:: What is being asked ::
Print, exactly as written, the line containing "The component shall place one marker per instance of the yellow" and every line after it, ending with the final line of the data below.

:: Data shown ::
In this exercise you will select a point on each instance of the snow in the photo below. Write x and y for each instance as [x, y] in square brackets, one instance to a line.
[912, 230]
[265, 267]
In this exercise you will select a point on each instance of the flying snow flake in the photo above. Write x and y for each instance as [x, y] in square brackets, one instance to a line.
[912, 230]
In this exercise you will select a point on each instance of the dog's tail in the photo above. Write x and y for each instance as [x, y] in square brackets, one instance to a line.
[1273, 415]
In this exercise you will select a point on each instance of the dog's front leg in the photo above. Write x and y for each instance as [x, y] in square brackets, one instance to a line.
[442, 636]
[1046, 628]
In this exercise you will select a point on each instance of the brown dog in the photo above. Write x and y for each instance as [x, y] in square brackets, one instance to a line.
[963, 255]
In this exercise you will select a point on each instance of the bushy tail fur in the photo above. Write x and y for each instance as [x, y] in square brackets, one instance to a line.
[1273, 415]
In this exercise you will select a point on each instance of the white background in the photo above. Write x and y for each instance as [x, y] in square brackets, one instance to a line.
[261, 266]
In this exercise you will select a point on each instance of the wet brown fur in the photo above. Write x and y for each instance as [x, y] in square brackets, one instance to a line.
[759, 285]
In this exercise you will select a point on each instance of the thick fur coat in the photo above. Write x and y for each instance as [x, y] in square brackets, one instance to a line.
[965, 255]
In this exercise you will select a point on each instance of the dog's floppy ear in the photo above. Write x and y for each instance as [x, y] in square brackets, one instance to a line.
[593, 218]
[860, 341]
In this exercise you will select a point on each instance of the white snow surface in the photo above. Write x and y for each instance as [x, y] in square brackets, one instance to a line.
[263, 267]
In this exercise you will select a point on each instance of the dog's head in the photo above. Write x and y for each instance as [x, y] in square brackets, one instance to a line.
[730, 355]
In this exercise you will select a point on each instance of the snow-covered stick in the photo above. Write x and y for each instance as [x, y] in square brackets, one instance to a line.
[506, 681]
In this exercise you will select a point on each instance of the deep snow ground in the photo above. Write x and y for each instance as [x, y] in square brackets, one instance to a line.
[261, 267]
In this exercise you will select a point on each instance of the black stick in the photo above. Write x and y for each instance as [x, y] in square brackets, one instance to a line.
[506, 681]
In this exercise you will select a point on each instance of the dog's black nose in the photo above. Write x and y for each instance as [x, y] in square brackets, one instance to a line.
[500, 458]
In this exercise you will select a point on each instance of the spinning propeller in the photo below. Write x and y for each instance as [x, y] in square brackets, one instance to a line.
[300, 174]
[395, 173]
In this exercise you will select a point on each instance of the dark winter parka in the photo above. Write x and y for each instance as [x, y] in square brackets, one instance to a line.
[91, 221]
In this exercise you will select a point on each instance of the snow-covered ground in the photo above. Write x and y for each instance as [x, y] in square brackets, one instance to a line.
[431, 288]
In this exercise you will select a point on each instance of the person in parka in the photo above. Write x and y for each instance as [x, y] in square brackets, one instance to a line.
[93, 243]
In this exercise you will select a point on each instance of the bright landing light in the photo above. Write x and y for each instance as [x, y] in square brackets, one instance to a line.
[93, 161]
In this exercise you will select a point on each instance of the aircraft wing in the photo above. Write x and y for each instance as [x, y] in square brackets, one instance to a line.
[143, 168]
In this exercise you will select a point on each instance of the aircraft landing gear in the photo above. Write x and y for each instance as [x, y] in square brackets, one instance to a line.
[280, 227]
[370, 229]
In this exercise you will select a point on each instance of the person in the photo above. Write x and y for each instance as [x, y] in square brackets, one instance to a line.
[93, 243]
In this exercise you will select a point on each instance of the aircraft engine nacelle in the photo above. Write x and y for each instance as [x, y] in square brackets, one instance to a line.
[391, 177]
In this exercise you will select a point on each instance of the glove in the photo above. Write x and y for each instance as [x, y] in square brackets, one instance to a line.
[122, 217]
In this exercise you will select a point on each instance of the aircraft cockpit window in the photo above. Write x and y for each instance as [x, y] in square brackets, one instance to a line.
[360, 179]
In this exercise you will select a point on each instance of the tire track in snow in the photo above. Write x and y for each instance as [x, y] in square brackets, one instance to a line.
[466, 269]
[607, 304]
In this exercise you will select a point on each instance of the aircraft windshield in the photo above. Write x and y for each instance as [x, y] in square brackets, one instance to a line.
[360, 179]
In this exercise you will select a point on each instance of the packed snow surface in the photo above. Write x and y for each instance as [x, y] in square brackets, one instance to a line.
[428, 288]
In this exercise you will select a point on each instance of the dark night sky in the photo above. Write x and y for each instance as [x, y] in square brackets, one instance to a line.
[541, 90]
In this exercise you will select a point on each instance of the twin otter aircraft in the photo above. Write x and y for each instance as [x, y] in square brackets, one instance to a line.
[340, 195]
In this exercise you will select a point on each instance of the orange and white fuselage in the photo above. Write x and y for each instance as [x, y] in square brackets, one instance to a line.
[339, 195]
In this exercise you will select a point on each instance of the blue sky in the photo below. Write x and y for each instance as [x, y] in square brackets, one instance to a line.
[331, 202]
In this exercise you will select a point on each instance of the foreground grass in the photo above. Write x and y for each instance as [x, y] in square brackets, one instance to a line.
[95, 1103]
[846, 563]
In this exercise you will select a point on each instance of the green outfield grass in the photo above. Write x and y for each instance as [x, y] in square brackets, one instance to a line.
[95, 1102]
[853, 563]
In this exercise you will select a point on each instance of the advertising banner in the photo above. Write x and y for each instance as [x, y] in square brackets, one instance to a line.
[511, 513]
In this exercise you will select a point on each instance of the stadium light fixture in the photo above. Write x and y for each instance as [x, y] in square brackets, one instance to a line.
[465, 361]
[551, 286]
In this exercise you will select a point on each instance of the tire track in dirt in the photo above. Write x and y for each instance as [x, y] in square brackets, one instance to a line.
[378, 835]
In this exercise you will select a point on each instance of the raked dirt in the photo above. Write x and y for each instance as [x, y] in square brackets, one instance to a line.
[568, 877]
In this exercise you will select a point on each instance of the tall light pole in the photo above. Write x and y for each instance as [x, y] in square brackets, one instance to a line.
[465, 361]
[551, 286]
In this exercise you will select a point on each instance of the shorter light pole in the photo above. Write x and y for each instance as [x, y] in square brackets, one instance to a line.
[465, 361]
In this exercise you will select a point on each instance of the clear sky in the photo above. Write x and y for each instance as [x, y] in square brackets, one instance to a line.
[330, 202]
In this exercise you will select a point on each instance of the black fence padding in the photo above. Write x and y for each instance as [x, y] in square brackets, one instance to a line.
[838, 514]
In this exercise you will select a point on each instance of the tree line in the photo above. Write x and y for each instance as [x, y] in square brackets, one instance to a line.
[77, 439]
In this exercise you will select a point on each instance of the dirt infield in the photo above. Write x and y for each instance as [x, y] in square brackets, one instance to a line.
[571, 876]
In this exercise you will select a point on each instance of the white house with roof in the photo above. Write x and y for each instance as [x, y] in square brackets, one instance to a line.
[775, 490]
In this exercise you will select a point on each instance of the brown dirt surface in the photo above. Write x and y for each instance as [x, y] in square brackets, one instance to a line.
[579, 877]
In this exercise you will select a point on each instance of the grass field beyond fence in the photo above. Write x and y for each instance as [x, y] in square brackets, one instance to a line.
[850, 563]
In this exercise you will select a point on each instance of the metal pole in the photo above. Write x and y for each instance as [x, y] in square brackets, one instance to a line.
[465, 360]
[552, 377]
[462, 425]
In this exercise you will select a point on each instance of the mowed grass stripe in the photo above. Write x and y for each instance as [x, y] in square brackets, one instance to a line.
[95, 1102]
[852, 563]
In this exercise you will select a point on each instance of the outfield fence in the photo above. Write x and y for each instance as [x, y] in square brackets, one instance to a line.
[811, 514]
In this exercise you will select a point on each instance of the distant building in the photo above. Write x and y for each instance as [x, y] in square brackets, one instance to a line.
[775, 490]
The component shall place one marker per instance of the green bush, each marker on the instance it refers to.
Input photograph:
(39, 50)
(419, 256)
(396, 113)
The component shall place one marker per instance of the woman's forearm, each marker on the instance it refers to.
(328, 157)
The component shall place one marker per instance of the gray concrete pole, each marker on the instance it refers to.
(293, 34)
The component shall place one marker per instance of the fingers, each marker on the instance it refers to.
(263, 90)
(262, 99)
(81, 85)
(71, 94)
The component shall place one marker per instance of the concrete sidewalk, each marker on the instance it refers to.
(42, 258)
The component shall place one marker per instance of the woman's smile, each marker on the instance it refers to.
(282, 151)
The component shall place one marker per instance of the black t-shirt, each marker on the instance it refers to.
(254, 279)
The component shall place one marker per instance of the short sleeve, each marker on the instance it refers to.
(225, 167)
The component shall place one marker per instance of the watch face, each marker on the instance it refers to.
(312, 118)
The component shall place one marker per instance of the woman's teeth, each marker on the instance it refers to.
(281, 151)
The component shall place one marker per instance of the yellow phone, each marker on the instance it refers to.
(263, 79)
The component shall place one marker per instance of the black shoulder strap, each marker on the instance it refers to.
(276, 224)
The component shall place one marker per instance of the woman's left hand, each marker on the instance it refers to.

:: Answer ::
The component shall place one marker per instance of the yellow phone, each marker on the instance it refers to.
(263, 79)
The component shall place one marker per instance of the black shoulder strap, each marker on the instance it refers to.
(276, 224)
The component shall place one marker per instance of the woman's left hand, each marker on the instance it refers to.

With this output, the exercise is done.